Exercise details — Return nothing but the lines from the line with "Could you please spot the coastal" through the last line of the entries that follow, copied exactly and free of pictures.

Record excerpts —
◇ ◇ ◇ ◇ ◇

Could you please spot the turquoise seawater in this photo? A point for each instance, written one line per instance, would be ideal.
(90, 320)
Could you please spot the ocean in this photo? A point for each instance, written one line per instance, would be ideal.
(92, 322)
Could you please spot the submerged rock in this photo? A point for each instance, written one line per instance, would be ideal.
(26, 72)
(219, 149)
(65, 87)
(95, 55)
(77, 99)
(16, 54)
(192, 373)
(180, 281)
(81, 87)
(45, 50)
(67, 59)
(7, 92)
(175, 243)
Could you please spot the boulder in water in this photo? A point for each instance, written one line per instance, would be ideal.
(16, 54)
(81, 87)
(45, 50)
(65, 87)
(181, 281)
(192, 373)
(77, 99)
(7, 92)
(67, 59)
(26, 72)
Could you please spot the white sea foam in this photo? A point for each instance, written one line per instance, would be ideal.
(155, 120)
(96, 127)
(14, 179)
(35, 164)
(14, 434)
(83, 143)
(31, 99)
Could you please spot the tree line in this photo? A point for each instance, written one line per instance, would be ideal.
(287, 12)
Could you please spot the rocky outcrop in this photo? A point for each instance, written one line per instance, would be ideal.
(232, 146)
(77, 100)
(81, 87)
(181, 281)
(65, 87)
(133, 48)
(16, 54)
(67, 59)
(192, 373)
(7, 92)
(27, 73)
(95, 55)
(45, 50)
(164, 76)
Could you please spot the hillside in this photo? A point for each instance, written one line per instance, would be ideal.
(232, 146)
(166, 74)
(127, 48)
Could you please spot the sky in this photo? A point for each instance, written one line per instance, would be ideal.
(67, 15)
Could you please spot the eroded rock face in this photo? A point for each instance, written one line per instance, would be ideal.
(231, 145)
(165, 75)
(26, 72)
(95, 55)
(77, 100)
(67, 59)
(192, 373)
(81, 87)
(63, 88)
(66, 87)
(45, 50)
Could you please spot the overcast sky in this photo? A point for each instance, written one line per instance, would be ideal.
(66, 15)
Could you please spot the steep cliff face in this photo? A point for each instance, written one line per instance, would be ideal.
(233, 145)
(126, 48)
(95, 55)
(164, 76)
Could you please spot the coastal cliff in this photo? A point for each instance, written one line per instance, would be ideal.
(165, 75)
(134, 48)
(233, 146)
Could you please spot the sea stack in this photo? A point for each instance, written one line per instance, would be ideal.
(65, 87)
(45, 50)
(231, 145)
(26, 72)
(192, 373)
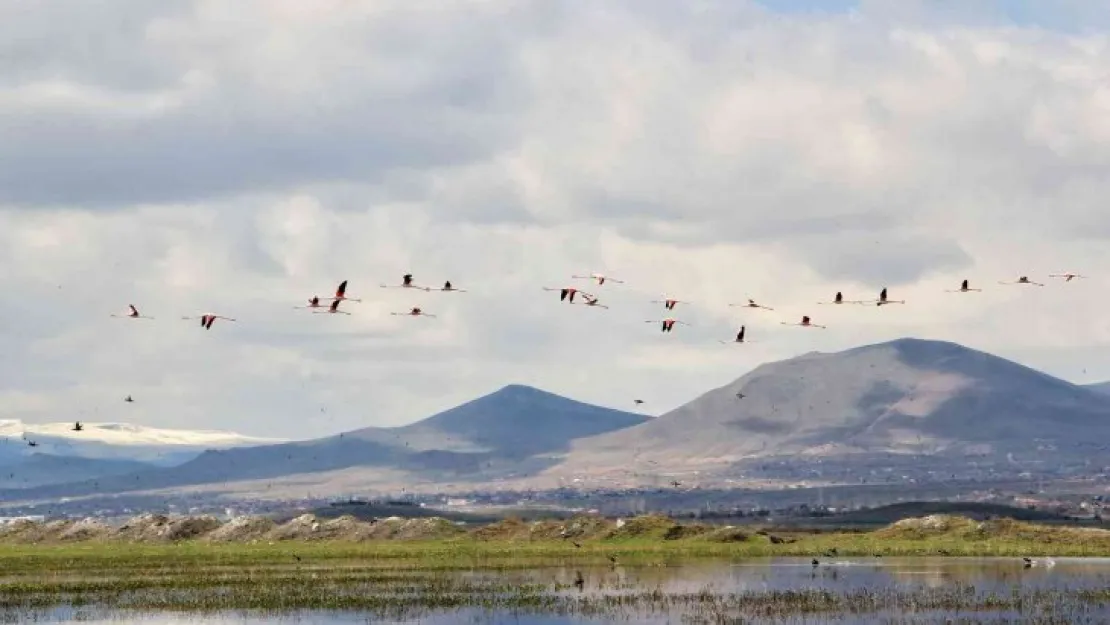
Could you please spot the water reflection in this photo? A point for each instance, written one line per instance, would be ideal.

◇ ◇ ◇ ◇ ◇

Answer below —
Could you please spot the coastal cliff in this photo? A point for each instance, written one line per instance, would be ideal.
(165, 75)
(134, 48)
(233, 146)
Could you please spot the sea stack in this photo? A point for each instance, written one line per instance, would be ideal.
(65, 87)
(45, 50)
(231, 145)
(26, 72)
(192, 373)
Could you please spot the water reflection in this photo? A point for each instance, written one line per instance, would be ideal.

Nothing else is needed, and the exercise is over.